[WHAT TO PRODUCE] Would you repeat each line below precisely as it stands?
:: SOURCE INFORMATION
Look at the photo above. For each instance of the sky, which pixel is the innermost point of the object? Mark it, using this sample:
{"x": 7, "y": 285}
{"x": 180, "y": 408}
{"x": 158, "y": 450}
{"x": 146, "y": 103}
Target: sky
::::
[EXPECTED OUTPUT]
Look at the photo above. For each instance of the sky, which pixel is the innermost point of the object? Mark it, using this sample:
{"x": 7, "y": 285}
{"x": 180, "y": 408}
{"x": 158, "y": 450}
{"x": 146, "y": 103}
Target: sky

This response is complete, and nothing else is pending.